>> START SUPPLIED MATERIAL
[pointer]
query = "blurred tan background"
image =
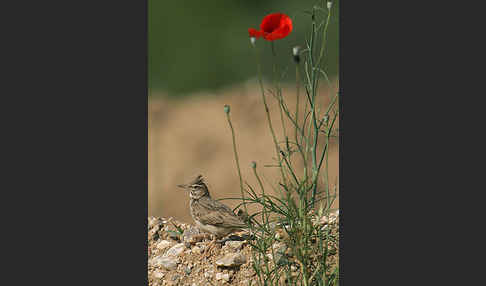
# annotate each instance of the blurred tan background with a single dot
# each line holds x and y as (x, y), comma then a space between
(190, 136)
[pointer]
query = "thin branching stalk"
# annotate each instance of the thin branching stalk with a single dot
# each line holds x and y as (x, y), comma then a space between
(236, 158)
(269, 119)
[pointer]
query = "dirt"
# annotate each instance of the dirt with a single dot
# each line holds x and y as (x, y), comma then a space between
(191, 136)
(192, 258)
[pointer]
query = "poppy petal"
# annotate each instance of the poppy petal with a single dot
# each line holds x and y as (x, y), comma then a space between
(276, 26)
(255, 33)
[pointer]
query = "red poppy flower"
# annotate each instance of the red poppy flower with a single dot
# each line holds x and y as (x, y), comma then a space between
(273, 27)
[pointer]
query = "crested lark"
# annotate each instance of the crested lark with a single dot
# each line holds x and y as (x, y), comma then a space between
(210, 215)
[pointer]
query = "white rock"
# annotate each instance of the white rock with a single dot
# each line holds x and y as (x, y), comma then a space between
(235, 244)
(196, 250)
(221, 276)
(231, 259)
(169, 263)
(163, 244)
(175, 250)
>> END SUPPLIED MATERIAL
>> START SUPPLIED MATERIAL
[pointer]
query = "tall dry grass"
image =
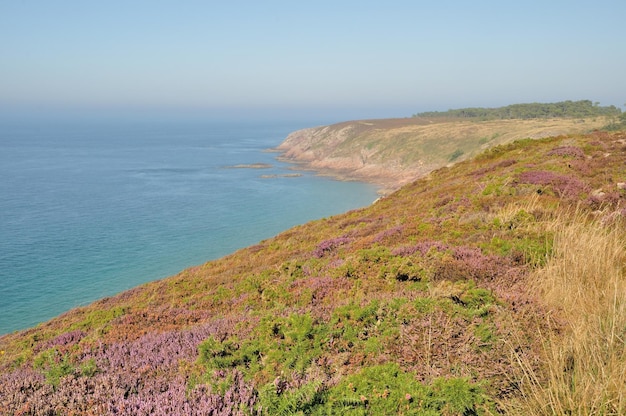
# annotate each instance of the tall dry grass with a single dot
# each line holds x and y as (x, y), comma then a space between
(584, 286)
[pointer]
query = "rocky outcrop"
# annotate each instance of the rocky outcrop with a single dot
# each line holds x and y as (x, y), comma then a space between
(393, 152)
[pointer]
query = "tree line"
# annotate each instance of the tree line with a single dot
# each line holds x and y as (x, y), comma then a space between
>> END SUPPLIED MATERIAL
WHAT IS EXPECTED » From the listing, pull out each line that contains the string "stalk" and reproduce those lines.

FULL OUTPUT »
query = "thin branching stalk"
# annotate each instance of the thin branching stalk with a single dot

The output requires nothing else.